* **WHAT IS EXPECTED**
Copy out the data word for word, from its first line through the line containing "column 1191, row 236", including that line.

Excerpts from location labeling data
--------------------
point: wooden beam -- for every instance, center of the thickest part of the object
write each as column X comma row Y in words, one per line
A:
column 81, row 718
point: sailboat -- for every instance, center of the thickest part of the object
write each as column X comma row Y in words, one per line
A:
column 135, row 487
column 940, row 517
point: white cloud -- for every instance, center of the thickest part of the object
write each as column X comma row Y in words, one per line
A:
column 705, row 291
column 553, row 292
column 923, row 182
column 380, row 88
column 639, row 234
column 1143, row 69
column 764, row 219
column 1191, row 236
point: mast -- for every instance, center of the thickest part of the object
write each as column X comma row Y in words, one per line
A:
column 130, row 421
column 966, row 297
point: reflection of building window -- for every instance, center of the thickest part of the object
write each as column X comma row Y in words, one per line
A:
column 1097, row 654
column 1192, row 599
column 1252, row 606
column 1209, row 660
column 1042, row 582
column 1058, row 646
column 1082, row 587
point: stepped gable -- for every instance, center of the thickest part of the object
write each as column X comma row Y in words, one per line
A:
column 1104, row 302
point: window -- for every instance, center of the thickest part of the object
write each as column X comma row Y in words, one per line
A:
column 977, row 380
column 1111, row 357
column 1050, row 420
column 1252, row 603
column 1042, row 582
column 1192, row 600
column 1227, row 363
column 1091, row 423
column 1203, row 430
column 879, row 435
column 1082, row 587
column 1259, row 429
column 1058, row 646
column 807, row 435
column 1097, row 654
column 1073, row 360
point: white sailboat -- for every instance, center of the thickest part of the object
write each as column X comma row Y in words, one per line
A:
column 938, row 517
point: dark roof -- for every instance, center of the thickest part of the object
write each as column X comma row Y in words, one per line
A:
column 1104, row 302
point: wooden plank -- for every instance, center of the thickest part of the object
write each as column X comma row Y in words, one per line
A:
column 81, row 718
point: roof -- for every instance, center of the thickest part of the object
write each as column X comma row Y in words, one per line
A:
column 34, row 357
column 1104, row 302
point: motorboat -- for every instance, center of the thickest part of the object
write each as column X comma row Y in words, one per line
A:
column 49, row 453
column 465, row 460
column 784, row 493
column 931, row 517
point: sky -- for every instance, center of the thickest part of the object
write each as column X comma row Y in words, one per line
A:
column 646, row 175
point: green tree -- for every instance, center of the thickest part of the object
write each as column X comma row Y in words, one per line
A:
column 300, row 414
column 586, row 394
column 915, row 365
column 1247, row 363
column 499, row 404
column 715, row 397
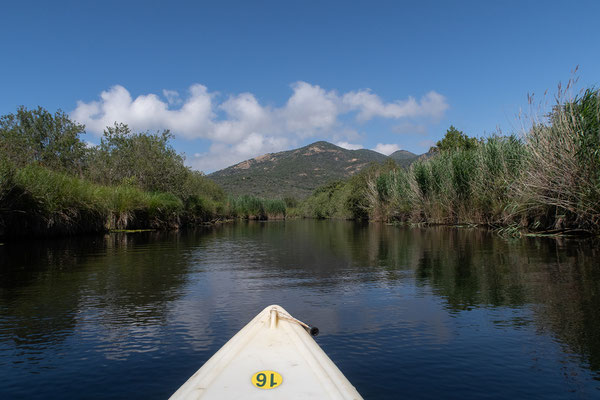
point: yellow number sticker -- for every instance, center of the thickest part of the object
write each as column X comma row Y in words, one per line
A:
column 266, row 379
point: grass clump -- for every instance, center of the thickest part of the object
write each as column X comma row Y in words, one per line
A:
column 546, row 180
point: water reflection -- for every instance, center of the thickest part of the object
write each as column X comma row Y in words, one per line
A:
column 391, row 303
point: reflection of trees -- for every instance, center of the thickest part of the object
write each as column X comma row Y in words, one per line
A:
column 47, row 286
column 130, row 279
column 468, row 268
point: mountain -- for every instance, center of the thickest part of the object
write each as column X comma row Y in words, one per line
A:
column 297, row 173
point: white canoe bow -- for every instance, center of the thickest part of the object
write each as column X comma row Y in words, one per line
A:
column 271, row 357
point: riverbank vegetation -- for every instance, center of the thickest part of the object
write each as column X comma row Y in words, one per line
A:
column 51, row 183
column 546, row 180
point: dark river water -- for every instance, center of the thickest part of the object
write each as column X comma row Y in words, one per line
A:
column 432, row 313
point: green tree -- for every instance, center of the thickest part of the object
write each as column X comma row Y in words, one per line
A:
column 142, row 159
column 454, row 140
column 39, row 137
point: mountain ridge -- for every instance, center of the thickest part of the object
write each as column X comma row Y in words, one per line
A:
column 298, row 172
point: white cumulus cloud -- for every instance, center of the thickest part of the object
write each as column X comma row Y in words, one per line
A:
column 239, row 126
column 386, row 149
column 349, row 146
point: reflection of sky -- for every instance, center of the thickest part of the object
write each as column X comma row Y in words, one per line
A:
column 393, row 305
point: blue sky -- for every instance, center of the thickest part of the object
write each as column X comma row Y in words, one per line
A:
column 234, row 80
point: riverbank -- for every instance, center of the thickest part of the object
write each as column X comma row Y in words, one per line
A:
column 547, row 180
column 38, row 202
--------------------
* **SOLUTION FOR THIS PROBLEM**
point: wooden beam -- for every instance, center of the thickest part of the object
write each as column X comma row Y in words, one per line
A:
column 81, row 718
point: sailboat -- for every instance, center of the thickest part of the object
write each as column X comma row Y in words, one per line
A:
column 135, row 487
column 940, row 517
point: white cloud -- for every instance, center of the thickest part of the object
write each as column X comma row Y in words, one per line
A:
column 705, row 291
column 553, row 292
column 923, row 182
column 380, row 88
column 639, row 234
column 1143, row 69
column 764, row 219
column 1191, row 236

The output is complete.